[Extracted material Boundary: Start]

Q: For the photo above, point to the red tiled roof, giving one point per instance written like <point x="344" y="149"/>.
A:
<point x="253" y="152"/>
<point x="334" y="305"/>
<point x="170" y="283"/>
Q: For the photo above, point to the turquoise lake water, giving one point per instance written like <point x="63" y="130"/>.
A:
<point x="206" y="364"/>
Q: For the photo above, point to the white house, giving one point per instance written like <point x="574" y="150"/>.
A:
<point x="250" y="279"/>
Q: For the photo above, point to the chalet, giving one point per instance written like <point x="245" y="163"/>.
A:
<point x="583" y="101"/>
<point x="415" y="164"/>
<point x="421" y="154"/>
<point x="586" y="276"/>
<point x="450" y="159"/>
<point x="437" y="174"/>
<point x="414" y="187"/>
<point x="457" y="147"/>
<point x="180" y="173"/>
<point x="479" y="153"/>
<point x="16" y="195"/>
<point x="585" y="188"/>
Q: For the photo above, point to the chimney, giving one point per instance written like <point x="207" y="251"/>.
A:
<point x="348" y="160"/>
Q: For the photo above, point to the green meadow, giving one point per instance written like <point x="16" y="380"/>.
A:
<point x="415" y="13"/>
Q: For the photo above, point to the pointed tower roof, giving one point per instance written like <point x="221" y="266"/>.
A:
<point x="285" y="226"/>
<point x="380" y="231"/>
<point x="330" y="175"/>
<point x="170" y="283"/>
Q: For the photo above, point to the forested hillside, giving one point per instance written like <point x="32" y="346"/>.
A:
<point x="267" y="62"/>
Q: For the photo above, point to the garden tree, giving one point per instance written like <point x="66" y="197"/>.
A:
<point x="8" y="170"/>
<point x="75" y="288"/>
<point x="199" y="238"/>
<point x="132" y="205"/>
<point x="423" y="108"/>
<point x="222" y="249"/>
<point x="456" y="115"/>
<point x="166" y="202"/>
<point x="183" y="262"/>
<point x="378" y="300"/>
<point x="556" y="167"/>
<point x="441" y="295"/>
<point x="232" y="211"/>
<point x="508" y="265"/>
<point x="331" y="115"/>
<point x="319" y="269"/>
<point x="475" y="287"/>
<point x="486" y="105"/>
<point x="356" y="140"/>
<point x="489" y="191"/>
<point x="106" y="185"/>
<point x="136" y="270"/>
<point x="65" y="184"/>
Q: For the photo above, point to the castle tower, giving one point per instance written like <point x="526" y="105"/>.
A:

[Extracted material Boundary: End]
[Extracted material Boundary: Start]

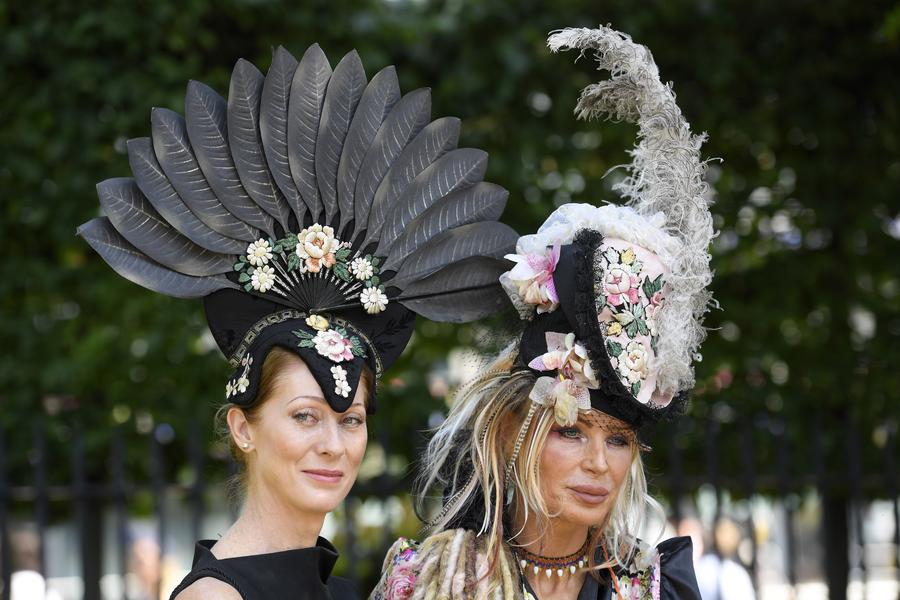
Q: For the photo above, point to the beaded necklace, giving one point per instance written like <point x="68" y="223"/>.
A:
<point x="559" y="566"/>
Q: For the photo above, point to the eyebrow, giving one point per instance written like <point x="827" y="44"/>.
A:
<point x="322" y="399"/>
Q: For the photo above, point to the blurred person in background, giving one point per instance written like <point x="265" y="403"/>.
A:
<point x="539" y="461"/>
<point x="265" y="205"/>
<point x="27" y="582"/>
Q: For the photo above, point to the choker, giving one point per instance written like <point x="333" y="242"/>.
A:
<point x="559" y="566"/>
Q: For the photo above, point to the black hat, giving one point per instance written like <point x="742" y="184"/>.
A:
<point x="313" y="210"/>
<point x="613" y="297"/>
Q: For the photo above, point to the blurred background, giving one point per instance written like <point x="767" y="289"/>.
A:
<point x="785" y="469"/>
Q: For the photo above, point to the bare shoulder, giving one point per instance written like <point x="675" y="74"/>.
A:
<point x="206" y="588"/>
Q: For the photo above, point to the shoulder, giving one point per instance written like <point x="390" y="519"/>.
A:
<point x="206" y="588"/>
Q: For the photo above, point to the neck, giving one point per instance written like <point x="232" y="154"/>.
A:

[Extracted material Boundary: End]

**Aim of the exercise:**
Where the word "roof" occurs in a line of the entries above, count that line, and reply with the total only.

**Exercise response:**
2